─── INPUT RECORDS
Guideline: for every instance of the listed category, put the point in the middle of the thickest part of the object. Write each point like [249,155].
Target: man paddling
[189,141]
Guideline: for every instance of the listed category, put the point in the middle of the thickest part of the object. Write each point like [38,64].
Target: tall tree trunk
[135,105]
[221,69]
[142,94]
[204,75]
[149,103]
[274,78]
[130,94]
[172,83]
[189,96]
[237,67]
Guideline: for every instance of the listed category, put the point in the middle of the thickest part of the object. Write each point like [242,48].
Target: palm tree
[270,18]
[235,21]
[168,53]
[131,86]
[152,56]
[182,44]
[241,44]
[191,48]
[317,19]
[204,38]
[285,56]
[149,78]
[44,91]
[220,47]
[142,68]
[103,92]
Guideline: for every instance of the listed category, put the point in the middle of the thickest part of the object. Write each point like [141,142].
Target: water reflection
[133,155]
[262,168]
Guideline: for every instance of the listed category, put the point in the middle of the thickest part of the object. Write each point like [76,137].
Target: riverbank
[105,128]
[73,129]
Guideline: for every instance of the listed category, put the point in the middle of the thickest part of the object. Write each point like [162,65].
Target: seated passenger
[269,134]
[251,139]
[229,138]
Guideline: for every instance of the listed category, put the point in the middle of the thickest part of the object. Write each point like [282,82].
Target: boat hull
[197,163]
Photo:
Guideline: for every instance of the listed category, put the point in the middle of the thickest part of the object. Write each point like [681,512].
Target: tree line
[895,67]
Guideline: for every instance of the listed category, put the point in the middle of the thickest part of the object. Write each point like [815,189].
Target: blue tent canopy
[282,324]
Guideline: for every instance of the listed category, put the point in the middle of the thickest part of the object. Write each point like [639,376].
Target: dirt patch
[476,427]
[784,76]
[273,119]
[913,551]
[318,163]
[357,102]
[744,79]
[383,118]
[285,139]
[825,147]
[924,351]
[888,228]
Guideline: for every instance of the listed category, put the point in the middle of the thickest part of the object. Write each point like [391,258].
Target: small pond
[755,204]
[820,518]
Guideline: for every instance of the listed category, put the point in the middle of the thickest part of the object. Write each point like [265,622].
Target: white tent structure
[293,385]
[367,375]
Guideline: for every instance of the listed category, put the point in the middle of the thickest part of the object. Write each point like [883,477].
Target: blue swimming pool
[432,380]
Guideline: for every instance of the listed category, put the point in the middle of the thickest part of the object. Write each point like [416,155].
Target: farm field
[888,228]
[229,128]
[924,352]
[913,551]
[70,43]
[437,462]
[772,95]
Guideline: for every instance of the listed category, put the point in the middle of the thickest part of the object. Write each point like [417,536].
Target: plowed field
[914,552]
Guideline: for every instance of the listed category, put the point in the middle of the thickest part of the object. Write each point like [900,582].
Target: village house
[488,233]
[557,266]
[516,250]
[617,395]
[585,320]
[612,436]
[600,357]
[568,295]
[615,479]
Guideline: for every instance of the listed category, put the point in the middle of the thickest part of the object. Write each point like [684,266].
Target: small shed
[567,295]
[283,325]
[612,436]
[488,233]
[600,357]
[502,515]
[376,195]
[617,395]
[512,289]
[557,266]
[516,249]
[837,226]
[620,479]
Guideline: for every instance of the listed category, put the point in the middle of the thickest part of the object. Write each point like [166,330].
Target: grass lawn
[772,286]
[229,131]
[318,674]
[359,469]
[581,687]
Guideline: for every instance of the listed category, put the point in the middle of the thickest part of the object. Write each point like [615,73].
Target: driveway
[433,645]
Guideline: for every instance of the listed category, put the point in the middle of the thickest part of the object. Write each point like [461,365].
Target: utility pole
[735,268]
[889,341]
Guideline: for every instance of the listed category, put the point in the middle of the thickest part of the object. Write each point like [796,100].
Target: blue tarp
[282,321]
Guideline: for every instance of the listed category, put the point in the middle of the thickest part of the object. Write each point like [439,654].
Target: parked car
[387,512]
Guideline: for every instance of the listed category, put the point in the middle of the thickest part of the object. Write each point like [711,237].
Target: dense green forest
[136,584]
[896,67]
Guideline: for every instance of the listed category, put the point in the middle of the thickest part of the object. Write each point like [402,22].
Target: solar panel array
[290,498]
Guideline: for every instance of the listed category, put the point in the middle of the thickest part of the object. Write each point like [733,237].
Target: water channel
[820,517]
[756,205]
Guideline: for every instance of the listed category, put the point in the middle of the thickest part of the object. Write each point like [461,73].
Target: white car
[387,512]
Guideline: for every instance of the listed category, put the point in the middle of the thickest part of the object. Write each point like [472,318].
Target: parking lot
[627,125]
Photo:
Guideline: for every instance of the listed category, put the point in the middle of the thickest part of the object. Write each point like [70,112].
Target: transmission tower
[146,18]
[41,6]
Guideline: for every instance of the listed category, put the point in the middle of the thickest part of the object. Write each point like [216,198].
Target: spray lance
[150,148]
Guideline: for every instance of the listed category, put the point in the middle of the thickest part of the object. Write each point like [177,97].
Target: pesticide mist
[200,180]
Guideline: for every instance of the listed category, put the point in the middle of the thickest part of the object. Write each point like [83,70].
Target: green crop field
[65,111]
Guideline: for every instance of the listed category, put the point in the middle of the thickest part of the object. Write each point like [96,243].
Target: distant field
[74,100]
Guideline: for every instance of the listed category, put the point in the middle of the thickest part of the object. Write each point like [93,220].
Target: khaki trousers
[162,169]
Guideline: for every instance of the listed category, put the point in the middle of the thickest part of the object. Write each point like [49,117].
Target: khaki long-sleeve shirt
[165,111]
──────
▸ **TASK DIRECTIONS**: Print the listing above in its entirety, with every line exact.

▸ **PROBLEM SOLUTION**:
Guideline: for every instance of the listed category, put the point in the middle of the thickest part of the object. Write each point like [249,155].
Target: man paddling
[189,141]
Guideline: for every instance of the listed category, put the point in the middle of the thickest part of the object. Write each point like [38,64].
Target: tall tree trunk
[135,105]
[221,69]
[142,94]
[204,75]
[149,103]
[274,78]
[130,94]
[172,83]
[189,96]
[237,67]
Guideline: for every instance of the listed category, put the point in the middle of the thickest part of the object. Write each point like [242,48].
Target: palm tree
[270,18]
[235,21]
[168,53]
[131,86]
[152,56]
[182,44]
[241,44]
[191,48]
[317,19]
[204,38]
[285,56]
[149,78]
[44,91]
[220,47]
[142,68]
[103,92]
Guideline: for every instance of the listed category, put the point in the middle of the thickest part of the object. Write each point like [141,142].
Target: water reflection
[133,155]
[262,168]
Guideline: for every instance of the listed category, put the point in the middle of the thickest part of the object. Write each point like [76,137].
Target: riverbank
[105,128]
[73,129]
Guideline: for every instance of the listed category, put the point in the middle of the thickest part of the object. Write each point like [162,65].
Target: seated passenger
[269,134]
[251,139]
[229,138]
Guideline: for every instance of the listed category, put the point in the middle of the thickest part of the object. Write each point like [282,82].
Target: boat hull
[197,163]
Photo:
Guideline: for every instance of the listed category, put the point in the middle of the thickest part of the object. Write each point like [681,512].
Target: tree line
[895,67]
Guideline: for every instance of the listed category, put the point in the middle of the thickest part of the object. Write each point like [815,189].
Target: blue tent canopy
[282,324]
Guideline: for every instance of the listed category, put the point in the middle of the thickest part of the object. Write each point like [639,376].
Target: dirt patch
[476,427]
[784,76]
[273,119]
[913,551]
[318,163]
[357,102]
[744,79]
[383,118]
[285,139]
[825,147]
[924,351]
[888,228]
Guideline: for every instance of the listed category, put the point in the middle of the thickest part of the object. Write each point like [391,258].
Target: small pond
[755,204]
[820,518]
Guideline: for every instance of the listed category, put the point in the middle of the thickest part of the object. Write each point like [265,622].
Target: white tent structure
[293,385]
[367,375]
Guideline: for every instance of the listed category, put the point in the middle of the thickest part of the object. Write each point like [883,477].
Target: blue swimming pool
[432,380]
Guideline: for every instance of the listed category, put the point in the middle of the thickest part of the object. Write each point like [416,155].
Target: farm field
[888,228]
[229,128]
[924,352]
[913,551]
[70,43]
[437,462]
[772,95]
Guideline: for every instance of the listed category, put the point in the middle of the thickest part of the object. Write each point like [417,536].
Target: plowed field
[914,552]
Guideline: for every instance of the listed category, put the point in the middle of the thickest part of the object. Write each point like [900,582].
Target: village house
[488,233]
[557,266]
[516,250]
[617,395]
[585,320]
[612,436]
[600,357]
[568,295]
[615,479]
Guideline: for every instance of the listed category, put the point in the middle of the thickest part of the object. Write each point like [684,266].
Target: small shed
[567,295]
[283,325]
[612,436]
[488,233]
[600,357]
[502,515]
[376,195]
[617,395]
[512,289]
[557,266]
[516,249]
[837,226]
[620,479]
Guideline: for every instance of the listed category, put the point in the middle of the thickest part of the object. Write each point like [166,330].
Target: grass lawn
[772,286]
[229,131]
[318,674]
[359,469]
[581,687]
Guideline: for every instance of the listed category, put the point in the middle of the thickest part of the object. Write each point like [615,73].
Target: driveway
[433,645]
Guideline: for every instance of the listed category, put the point in the middle of the thickest part of the object. Write each point like [461,365].
Target: utility pole
[735,268]
[889,341]
Guideline: for every instance of the listed category, put the point in the middle of the thickest part of the object. Write each point like [796,100].
Target: blue tarp
[282,321]
Guideline: for every instance of the listed category, put the point in the middle of the thickest part of the object. Write each point like [439,654].
Target: parked car
[387,512]
Guideline: for every instance of the listed category, put the point in the middle of the thickest part of the object. Write each point like [711,237].
Target: dense green forest
[136,584]
[896,67]
Guideline: for every instance of the listed category, put the point in the middle of the thickest part of the object. Write each point like [402,22].
Target: solar panel array
[290,498]
Guideline: for every instance of the listed category, put the point in the middle of the thickest part of the object. Write each point like [733,237].
Target: water channel
[820,517]
[756,205]
Guideline: for every instance of the listed category, put the point in the middle of the thickest part of the object. Write each point like [461,73].
Target: white car
[387,512]
Guideline: for every instance of the listed category, put the point in the middle of the thickest part of the object. Write each point like [472,318].
Target: parking lot
[627,125]
Photo:
Guideline: for every instance of the listed category, put the point in the middle of the thickest part of the object. Write each point like [70,112].
Target: transmission tower
[146,18]
[41,6]
Guideline: for every instance of the listed category, put the point in the middle of the thickest part of the object. Write each point like [216,198].
Target: spray lance
[150,148]
Guideline: for every instance of the listed category, put the point in the middle of the thickest part of the object. Write each point like [177,97].
Target: pesticide mist
[200,180]
Guideline: for every instance of the listed category, put the point in the middle of the thickest part of the object. Write each point like [83,70].
Target: green crop field
[65,111]
Guideline: for every instance of the listed category, put the point in the middle of the thickest part of the object. Write each point like [96,243].
Target: distant field
[74,100]
Guideline: for every instance of the listed category, put the point in the middle of the thickest part of the object. Write each point like [93,220].
Target: khaki trousers
[162,169]
Guideline: for every instance of the listed category, put the point in the middle of the thickest part of the object. Write each point like [49,117].
Target: khaki long-sleeve shirt
[165,111]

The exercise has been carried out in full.